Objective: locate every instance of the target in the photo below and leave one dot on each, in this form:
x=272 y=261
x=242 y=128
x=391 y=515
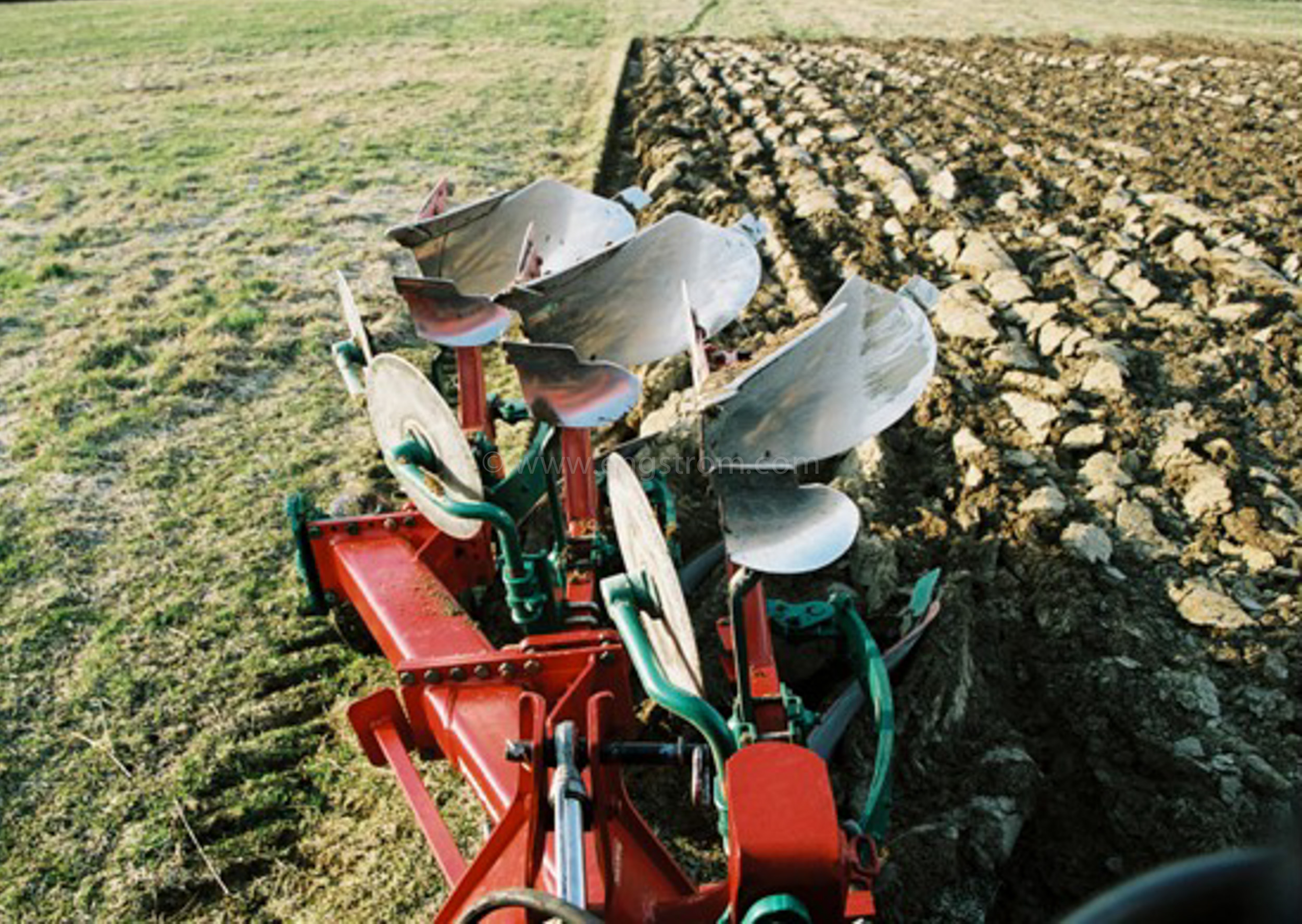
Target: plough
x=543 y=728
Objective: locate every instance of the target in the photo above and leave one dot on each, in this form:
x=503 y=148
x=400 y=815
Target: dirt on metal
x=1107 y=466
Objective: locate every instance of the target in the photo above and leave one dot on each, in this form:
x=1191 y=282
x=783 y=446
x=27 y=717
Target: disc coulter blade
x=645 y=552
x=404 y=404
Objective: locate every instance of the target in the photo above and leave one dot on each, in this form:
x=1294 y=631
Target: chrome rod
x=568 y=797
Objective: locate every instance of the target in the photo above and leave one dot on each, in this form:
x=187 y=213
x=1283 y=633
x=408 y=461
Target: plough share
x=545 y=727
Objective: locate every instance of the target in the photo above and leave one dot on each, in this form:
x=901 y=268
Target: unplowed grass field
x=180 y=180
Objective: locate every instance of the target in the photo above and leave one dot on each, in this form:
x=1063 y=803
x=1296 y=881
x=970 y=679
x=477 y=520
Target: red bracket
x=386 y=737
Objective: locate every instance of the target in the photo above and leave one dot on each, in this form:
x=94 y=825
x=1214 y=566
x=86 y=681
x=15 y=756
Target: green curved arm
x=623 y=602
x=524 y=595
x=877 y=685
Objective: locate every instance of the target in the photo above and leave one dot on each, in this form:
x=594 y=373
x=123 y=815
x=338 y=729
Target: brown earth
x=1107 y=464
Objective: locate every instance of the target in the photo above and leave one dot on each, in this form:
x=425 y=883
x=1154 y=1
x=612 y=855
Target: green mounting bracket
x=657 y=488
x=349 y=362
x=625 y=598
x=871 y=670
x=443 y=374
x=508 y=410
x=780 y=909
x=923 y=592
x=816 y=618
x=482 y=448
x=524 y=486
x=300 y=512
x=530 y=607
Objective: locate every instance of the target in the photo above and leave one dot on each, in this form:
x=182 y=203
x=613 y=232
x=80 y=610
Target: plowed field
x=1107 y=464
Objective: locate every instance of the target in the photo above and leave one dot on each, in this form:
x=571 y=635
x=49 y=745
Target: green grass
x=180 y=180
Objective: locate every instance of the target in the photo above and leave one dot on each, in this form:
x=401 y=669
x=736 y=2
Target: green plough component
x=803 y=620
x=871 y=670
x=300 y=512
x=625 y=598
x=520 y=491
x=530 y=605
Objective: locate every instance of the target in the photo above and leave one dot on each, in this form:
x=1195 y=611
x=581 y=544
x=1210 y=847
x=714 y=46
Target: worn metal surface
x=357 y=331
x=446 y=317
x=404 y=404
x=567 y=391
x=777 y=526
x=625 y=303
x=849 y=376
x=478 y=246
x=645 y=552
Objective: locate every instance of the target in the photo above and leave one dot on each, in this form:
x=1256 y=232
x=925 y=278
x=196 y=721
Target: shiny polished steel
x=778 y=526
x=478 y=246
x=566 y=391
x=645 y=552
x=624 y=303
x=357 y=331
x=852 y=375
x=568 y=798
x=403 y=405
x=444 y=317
◇ ◇ ◇ ◇
- **Given task**
Please extract every line in the items above that contains the word "metal", copying each such line in full.

- **Exercise response**
Target: dirt on metal
Target: worn metal surface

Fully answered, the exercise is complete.